Task details - Continue the essay on teaching informational empathy, starting right after its final sentence about ways students might understand microaggressions.
>> Start Document
June 13 2024

Cultivating Informational Empathy

Ann Hidalgo, The Ohio State University
Drew Baker, Claremont School of Theology

Empathy by John Edward Marin

Framing Information Empathy

Prior to jumping straight into the classroom with the goal of encouraging students to cultivate empathy, instructors need to be clear about the precise nature of their goal. What is empathy? We understand empathy to be a collective term for a set of complex capabilities that share at least one feature: understanding something from another’s perspective. In the context of religious studies, teaching empathy might include myriad topics ranging from the historical (like helping students understand the Peoples Temple through the eyes of practitioners) to the practical (like helping students develop effective skills for successful interreligious dialogue sensitive to multiple perspectives). Being clear about one’s goals is an essential element in effective teaching practice.

As instructors, one of the goals we have set in our classes is informational empathy. We understand informational empathy to be a subset within the broader concept of empathy that focuses specifically on encouraging students to consider the actual practice of learning from others’ perspectives in addition to their own. Informational empathy is grounded on the idea that there are always multiple ways of understanding particular information. Teaching informational empathy involves helping students to understand that their methods for accessing information are not the only ways to access that information. For example, in a classroom discussion on the topic of microaggressions, some students might reach an understanding of the term primarily through a formal definition, while others might grasp it through example video clips using ordinary conversational dialogue, and still others might understand by reflecting on their personal experiences of microaggressions.
>> End Document
>> Start Records provided
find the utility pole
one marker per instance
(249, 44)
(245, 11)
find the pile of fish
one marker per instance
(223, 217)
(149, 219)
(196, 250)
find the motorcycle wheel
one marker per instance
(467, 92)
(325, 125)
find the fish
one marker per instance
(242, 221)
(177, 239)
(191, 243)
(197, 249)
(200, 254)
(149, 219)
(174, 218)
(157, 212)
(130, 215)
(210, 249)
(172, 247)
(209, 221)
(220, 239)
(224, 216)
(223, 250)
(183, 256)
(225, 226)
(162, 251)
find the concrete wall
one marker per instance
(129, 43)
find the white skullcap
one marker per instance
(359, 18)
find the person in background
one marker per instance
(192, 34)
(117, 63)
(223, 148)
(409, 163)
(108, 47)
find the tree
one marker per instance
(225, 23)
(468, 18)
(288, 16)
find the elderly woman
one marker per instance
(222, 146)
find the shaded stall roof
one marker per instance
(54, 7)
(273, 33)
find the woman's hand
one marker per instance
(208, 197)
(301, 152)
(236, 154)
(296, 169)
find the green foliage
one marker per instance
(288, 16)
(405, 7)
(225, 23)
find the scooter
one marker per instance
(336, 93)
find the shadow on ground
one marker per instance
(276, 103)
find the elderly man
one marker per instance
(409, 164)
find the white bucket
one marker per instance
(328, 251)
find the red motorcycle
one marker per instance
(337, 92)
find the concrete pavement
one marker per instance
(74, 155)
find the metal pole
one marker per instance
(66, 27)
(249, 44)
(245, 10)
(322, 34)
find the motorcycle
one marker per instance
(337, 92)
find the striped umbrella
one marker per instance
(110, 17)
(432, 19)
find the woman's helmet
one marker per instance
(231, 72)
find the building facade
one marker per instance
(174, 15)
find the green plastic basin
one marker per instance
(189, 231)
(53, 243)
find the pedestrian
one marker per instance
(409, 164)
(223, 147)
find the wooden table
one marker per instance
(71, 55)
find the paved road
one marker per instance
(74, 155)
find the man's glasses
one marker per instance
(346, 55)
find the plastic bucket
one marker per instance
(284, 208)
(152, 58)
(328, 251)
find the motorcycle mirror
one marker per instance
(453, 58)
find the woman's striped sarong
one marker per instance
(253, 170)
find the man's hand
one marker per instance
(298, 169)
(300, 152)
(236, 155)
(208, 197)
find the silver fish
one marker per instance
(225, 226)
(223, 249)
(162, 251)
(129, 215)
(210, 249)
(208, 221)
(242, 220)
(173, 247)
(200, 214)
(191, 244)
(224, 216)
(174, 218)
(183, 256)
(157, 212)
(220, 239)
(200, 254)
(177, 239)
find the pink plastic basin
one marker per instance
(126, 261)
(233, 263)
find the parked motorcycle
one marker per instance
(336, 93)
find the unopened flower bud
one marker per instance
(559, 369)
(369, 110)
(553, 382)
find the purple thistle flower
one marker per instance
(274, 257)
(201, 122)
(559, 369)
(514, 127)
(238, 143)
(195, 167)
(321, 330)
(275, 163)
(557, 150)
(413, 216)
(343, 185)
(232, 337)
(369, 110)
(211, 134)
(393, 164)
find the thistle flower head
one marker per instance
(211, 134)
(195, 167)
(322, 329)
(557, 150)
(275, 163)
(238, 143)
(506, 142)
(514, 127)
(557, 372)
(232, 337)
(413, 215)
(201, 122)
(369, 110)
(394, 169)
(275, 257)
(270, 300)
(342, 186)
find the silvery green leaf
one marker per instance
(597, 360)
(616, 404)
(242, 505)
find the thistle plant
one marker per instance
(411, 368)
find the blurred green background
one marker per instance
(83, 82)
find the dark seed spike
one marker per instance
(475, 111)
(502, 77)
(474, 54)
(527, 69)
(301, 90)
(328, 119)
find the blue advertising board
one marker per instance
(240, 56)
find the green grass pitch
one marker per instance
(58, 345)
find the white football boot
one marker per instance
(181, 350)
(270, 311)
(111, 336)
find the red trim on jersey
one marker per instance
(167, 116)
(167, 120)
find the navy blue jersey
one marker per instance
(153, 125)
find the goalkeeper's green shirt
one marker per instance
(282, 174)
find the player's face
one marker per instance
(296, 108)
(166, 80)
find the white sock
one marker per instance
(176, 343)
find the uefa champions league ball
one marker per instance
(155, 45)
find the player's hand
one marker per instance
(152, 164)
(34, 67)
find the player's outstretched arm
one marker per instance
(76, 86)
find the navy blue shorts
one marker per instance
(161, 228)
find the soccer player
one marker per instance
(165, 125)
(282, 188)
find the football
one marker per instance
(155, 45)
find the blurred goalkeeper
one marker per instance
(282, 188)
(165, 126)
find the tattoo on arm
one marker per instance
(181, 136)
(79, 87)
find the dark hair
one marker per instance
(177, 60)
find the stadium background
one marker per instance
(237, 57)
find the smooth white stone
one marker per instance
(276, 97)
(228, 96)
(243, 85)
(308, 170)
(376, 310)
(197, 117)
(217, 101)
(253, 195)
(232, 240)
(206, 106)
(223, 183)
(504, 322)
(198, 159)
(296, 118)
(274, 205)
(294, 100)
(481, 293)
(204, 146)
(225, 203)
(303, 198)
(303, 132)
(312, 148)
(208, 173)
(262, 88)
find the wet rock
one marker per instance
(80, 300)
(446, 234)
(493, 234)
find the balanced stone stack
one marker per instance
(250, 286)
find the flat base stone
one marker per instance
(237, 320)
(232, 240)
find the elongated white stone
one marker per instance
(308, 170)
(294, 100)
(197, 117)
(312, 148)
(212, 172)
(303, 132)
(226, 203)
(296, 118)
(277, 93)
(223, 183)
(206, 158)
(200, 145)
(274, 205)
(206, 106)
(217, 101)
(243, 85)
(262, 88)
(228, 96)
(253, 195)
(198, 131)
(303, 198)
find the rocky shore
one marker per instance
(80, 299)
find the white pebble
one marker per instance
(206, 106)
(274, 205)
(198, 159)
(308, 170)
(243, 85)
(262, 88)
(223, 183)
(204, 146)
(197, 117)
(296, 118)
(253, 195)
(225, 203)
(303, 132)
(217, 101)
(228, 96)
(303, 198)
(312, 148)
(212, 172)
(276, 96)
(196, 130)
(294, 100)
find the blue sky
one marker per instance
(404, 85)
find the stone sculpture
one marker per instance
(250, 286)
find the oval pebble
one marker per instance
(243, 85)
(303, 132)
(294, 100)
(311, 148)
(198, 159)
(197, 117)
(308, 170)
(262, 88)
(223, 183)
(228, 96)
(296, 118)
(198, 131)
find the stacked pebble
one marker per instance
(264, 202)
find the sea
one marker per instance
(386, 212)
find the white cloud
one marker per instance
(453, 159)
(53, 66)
>> End Records provided
Output for this task -
In our experience, most instructors understand that informational empathy is an essential characteristic for successful teaching. Because students access learning differently in different contexts and through different experiences, providing a variety of access points to material helps more students successfully engage with it. Less common is the idea that informational empathy is a worthwhile skill to teach to students. In particular, instructors who employ a transmissional pedagogy see students as passive receptacles of information rather than agents in their own learning. For these instructors, the process of understanding the material does not really matter as long as the student understands the material in some form. This teaching style, however, is ultimately ineffective because students who fail to understand multiple access points to information fail to have command of the material beyond the shallowest of terms. Without an understanding of multiple ways of accessing material, students cannot truly communicate those concepts to others outside the artificial terms of the classroom. They often cannot even engage each other within the classroom to help each other learn. In our experience, students who understand that there are multiple ways to comprehend material have a deeper understanding of the material. We have noted that they appear both to retain information more effectively and to strengthen their skills in information-seeking. In short, cultivating informational empathy is essential for successful learning.

Understanding the importance of informational empathy as a pedagogical concept is the first step toward integrating the concept into the classroom experience. The next step: how does one successfully teach informational empathy? How does one integrate informational empathy into learning experiences in the religious studies classroom in ways that enhance content learning rather than distracting from it?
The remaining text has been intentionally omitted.